=== Task requirements ===
State how many lines of the material below contain the string "house". Case counts, and the reply should be the number alone.

=== Material provided ===
==========

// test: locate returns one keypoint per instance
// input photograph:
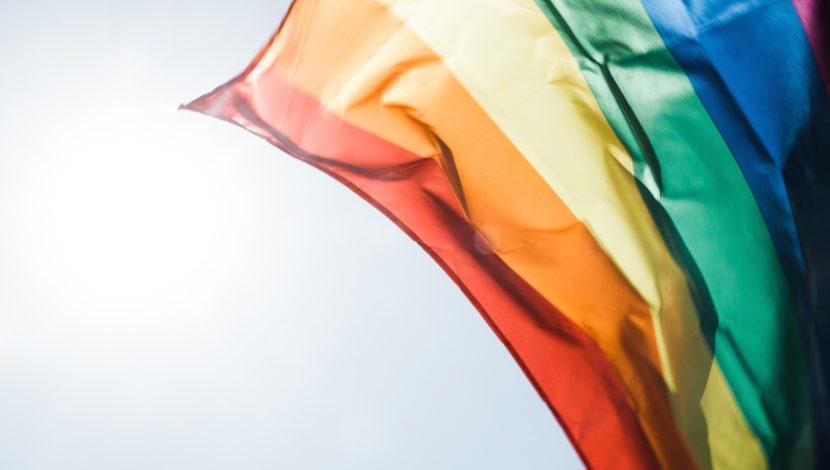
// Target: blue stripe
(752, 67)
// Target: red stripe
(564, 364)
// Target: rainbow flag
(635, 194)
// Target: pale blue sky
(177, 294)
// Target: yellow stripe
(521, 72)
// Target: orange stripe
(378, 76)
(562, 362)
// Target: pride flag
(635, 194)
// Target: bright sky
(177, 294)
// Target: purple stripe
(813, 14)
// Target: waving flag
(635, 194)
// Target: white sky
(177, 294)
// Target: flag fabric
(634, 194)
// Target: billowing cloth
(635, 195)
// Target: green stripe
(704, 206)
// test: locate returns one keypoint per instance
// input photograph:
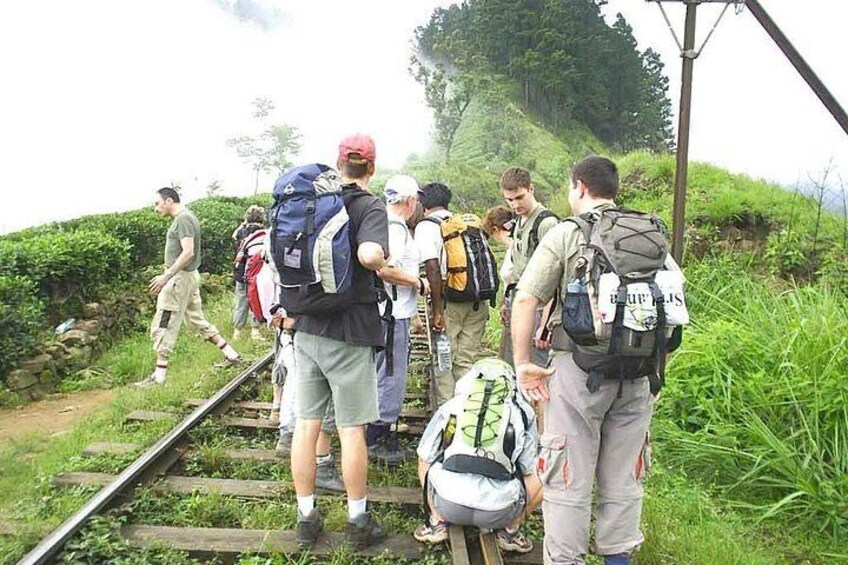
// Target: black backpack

==========

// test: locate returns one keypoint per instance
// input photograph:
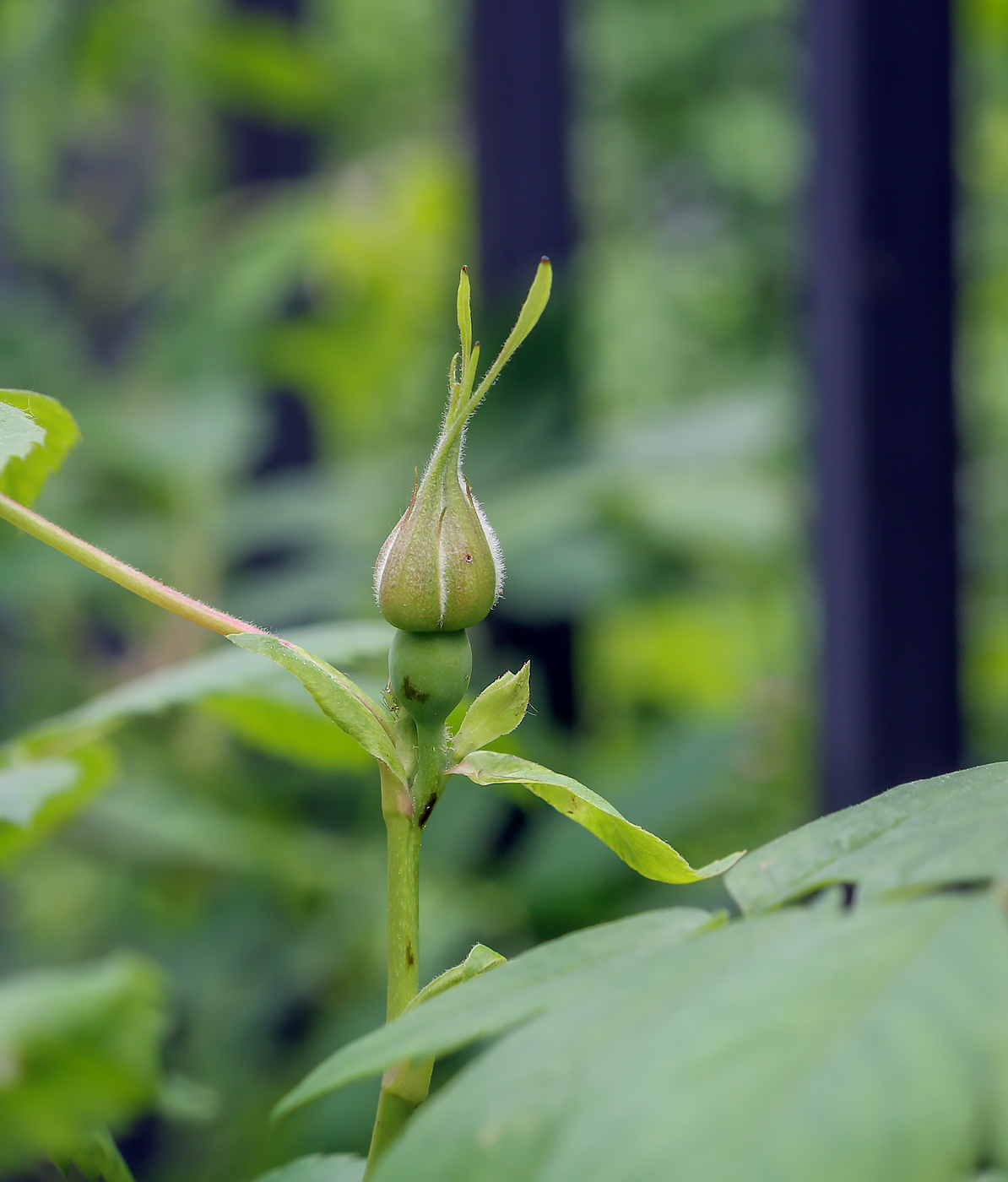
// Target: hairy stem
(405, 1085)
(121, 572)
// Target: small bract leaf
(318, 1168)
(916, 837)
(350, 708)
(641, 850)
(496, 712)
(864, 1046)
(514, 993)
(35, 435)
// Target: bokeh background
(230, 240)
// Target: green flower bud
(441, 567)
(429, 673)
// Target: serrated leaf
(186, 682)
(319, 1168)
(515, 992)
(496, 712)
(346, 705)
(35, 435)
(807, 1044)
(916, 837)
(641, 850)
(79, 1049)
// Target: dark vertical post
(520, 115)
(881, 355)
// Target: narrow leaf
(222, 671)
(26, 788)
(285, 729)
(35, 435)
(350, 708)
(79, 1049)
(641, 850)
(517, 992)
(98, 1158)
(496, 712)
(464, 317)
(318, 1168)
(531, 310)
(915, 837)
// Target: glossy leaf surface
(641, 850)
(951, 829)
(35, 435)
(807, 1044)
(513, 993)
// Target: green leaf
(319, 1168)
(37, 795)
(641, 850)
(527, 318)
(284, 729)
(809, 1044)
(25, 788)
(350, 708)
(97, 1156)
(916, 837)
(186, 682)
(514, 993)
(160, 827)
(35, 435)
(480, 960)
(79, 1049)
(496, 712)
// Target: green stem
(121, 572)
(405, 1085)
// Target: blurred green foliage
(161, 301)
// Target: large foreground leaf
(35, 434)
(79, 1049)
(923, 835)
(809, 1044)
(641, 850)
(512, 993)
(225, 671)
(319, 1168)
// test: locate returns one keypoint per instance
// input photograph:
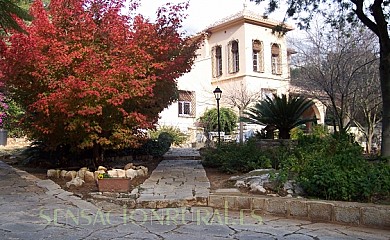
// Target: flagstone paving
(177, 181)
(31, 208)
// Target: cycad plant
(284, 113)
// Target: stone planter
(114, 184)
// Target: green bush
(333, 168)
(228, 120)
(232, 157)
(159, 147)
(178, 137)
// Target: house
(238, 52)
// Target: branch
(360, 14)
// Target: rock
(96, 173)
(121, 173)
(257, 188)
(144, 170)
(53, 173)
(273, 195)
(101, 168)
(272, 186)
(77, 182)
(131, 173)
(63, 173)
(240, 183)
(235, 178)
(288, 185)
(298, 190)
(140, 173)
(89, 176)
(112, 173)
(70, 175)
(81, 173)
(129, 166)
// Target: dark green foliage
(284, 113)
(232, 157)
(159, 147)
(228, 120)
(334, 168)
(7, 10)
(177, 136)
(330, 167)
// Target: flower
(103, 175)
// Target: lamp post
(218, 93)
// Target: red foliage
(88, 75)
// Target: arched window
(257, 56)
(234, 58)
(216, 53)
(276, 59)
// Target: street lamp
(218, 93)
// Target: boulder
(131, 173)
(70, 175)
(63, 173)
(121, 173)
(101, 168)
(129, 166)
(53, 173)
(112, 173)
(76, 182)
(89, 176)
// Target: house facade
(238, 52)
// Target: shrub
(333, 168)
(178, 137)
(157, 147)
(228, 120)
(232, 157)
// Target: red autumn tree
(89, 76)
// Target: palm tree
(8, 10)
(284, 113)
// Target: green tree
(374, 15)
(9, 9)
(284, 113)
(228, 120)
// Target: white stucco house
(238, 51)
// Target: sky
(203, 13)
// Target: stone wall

==========

=== Solution to this problem ===
3